[Stored data entries]
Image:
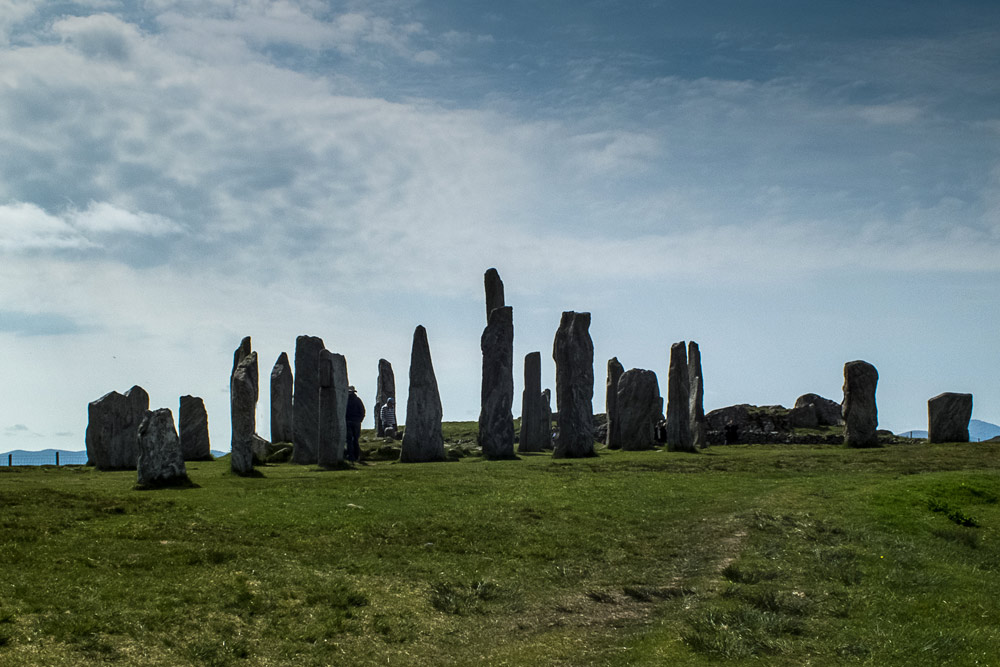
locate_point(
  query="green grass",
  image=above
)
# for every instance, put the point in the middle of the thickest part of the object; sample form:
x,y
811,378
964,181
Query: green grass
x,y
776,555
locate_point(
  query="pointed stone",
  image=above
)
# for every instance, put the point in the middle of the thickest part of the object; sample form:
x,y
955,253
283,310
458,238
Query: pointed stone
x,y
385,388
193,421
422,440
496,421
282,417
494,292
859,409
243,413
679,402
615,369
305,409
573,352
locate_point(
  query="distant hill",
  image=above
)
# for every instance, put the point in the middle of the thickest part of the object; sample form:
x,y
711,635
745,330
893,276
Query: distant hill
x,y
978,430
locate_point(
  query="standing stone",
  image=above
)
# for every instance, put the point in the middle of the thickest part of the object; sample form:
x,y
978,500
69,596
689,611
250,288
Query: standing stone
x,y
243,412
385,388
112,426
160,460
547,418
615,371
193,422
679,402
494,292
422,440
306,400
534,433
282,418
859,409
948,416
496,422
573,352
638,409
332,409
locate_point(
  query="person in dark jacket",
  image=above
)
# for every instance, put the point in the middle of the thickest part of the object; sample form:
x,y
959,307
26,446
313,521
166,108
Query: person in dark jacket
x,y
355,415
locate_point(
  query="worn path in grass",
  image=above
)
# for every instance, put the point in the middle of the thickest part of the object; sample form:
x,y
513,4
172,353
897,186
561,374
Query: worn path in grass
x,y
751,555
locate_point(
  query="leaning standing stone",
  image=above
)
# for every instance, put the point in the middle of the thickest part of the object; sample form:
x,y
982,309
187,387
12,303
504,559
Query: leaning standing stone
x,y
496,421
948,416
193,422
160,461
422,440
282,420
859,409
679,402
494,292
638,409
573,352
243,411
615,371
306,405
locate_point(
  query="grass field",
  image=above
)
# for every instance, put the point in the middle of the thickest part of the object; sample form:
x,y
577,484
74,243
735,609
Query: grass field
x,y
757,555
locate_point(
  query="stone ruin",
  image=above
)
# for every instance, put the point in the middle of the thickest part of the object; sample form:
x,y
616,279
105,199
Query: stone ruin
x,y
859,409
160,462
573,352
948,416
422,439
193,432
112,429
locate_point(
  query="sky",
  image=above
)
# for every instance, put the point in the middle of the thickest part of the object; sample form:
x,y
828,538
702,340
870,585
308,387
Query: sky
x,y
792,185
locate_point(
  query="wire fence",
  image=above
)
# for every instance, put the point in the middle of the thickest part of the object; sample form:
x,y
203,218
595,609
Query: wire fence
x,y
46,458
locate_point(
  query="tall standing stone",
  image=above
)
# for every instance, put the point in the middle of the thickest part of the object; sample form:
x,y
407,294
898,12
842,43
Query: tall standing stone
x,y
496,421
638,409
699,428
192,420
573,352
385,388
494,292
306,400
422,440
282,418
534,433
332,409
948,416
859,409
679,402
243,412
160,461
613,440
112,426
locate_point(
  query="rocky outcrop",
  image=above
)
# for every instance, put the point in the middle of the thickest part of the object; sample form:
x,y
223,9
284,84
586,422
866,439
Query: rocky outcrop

Problem to solve: Take every line from the records that holds "rocky" and copy it down.

Exercise solution:
  query="rocky outcrop",
Query: rocky outcrop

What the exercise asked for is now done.